======== Exercise data

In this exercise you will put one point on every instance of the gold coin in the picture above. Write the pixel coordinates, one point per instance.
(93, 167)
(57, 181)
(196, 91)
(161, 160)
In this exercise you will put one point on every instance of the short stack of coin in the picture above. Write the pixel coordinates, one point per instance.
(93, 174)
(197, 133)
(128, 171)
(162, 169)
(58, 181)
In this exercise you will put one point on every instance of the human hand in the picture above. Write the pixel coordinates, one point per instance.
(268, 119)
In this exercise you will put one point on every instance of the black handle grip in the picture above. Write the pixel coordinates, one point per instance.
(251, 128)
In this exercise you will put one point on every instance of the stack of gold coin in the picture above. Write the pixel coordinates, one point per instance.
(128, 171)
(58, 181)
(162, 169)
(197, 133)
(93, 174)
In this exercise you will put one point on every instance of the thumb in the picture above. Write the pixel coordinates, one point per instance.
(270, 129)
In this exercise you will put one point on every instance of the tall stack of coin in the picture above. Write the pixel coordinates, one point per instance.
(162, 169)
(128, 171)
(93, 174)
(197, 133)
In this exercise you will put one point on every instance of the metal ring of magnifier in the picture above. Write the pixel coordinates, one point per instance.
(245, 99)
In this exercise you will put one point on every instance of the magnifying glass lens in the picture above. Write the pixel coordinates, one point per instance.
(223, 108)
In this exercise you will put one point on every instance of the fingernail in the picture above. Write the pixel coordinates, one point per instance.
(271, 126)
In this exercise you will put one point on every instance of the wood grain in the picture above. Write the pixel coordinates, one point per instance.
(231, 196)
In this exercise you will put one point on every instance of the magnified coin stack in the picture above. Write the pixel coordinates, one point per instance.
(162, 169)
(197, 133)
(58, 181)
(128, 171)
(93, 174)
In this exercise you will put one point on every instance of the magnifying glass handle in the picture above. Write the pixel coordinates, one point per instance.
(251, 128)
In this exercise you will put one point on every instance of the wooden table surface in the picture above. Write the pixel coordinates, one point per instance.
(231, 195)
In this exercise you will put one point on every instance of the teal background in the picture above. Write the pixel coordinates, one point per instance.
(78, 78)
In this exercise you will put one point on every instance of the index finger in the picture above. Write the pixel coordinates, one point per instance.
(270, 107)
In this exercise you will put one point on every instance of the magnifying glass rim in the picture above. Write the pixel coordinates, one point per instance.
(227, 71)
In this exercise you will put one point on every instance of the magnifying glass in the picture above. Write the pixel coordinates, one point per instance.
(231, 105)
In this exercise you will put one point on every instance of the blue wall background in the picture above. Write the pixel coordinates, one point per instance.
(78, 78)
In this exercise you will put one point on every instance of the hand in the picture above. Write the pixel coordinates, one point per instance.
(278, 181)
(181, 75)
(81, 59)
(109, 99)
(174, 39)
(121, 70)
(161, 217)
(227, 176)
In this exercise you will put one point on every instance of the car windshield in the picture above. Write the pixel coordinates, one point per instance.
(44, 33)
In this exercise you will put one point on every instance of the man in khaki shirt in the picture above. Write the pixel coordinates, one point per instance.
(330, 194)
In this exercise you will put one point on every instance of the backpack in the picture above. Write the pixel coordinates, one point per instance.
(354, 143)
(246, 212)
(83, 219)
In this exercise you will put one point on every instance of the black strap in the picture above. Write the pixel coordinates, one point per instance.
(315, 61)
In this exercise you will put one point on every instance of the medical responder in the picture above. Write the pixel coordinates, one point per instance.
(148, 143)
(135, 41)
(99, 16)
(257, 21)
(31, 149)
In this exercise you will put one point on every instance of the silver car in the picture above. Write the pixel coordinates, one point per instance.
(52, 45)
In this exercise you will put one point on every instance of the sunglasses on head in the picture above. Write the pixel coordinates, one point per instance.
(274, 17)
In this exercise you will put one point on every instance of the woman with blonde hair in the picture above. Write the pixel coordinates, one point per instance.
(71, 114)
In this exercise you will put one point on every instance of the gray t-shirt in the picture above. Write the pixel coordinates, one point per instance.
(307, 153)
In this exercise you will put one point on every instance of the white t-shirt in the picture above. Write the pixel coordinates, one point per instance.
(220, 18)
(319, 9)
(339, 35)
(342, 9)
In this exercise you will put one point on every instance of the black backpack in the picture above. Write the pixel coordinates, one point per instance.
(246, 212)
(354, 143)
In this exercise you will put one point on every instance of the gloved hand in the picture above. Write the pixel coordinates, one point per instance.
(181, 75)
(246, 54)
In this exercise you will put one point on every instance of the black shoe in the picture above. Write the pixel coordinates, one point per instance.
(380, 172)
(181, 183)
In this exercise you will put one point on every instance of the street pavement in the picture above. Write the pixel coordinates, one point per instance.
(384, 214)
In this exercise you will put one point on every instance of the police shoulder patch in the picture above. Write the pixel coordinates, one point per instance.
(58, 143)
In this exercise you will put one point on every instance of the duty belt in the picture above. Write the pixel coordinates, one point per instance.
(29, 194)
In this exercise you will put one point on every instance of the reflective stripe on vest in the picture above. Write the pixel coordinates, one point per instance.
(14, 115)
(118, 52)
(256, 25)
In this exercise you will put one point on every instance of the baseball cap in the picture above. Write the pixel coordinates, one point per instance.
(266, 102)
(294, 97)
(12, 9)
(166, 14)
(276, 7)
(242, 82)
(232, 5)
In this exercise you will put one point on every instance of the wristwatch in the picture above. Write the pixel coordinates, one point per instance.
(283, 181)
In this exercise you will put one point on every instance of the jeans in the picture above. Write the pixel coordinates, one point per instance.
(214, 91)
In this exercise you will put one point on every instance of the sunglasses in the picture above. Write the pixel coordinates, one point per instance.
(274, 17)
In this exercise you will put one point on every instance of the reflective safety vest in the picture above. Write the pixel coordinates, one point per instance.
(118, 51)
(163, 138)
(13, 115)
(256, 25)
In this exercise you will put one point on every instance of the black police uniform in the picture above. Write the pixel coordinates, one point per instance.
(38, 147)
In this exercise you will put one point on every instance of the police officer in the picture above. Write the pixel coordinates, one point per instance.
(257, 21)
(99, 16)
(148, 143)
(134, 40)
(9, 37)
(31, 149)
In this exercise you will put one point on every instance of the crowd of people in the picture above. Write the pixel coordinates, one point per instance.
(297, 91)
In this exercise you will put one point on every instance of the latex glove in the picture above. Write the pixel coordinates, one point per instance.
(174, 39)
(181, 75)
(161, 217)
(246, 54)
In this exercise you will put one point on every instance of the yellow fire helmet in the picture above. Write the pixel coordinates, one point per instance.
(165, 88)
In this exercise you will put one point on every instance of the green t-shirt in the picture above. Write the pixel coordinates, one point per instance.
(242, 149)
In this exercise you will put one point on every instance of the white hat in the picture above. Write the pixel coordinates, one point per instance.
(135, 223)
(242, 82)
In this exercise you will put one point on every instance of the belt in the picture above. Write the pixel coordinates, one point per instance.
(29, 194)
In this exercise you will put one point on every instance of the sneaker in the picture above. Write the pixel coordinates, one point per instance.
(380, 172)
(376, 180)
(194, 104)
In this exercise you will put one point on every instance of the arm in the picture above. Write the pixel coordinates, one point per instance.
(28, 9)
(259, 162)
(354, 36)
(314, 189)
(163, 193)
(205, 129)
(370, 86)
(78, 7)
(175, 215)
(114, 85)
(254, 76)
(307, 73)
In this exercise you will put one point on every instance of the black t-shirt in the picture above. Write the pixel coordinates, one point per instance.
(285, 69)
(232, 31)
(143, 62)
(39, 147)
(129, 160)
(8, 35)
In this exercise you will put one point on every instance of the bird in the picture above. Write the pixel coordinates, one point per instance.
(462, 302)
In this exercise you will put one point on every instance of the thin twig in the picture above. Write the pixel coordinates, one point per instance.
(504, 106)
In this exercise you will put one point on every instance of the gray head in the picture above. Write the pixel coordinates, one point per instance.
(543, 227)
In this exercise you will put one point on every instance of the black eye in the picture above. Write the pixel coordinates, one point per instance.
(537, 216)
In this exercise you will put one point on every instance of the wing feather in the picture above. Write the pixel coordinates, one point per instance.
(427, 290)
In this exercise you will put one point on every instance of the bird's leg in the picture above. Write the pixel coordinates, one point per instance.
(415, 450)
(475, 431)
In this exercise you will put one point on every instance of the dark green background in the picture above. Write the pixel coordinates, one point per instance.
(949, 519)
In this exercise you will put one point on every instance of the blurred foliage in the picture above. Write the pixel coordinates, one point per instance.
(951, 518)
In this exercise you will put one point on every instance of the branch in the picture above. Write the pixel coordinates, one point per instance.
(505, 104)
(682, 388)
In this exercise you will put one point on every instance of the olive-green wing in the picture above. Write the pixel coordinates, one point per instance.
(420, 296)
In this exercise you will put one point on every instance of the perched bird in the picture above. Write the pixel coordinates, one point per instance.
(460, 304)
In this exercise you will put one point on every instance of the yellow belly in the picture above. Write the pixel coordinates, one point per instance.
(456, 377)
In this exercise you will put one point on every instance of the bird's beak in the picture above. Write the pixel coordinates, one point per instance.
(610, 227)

================

**Your instructions**. Your output should be the lines from the one with "of the perched" through the end of the records above, copied exactly.

**The answer**.
In this exercise you will put one point on every instance of the perched bird in the picture above. Write the pixel coordinates, one point per instance.
(460, 304)
In this exercise you will put one point on every instance of the yellow belly in the picture above. Write the pixel coordinates, one point per instance.
(456, 377)
In this exercise you will put one point on every instance of the bird's beak in the picture above. Write the pixel coordinates, one point per instance.
(610, 227)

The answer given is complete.